WHAT THIS TASK INVOLVES> According to the abstract on Fe-added WC-13Co composites, what hardness did the sample with 2% Fe and 1% C added reach?

--- BEGIN EXTRACT ---

Coatings 2023, 13(1), 116; https://doi.org/10.3390/coatings13010116
Submission received: 7 December 2022 / Revised: 21 December 2022 / Accepted: 4 January 2023 / Published: 8 January 2023
(This article belongs to the Special Issue Ceramic Films and Coatings: Properties and Applications)
Browse Figures
Versions Notes

Abstract

:
WC-13Co (wt.%) composite with Fe added was prepared by pressureless sintering, and its microstructure and mechanical properties were analyzed by X-ray Diffraction (XRD), Scanning Electronic Microscopy (SEM), Energy Dispersive Spectroscopy (EDS) and Vickers hardness tester. The effect of Fe and C content on the microstructure of the eta phase, binder phase, grain size and porosity, as well as mechanical properties in the W-Co-Fe-C system, was discussed quantitatively. The position of added Fe in the lattice of the composites is clarified. When 2%–4% Fe was added, Fe existes in both the binder phase and the low-carbon eta phase. In the lattice of the eta phase, Fe occupies the position of Co and Fe uniformly existes in the binder with the structure of simple cubic when the composites is in the eutectic phase region. Differently from the previous report that the growth of WC in liquid Fe was severely limited, the size of WC in the W-Co-Fe-C system increases from 1.14 μm to 1.21 μm when the content of Fe increases from 0 to 4%, which indicates that the growth behavior of WC in liquid CoFe was different from that in liquid Fe, but closer to that in liquid Co. The sample added both 2% Fe and 1% C has the optimum matching of hardness and toughness. Compared with the hardness of 979 HV30 in the sample without adding Fe and C, the hardness of the sample with both 2% Fe and 1% C added achieved 1071 HV30, which is increased by 9.4% under the conditions of a slight increase in fracture toughness.

--- END EXTRACT ---
--- BEGIN DATA PROVIDED ---

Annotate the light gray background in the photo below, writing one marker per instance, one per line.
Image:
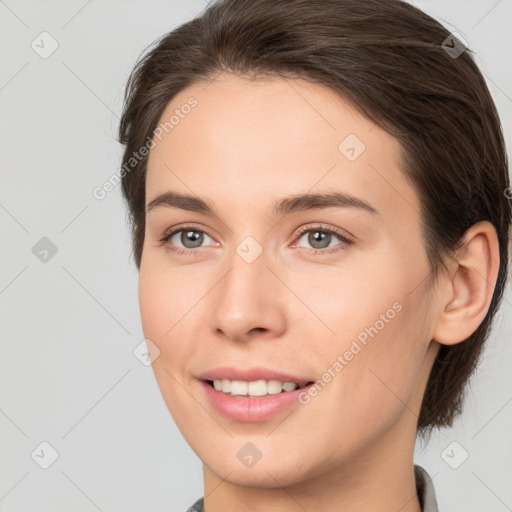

--- END DATA PROVIDED ---

EXERCISE OUTPUT> 1071 HV30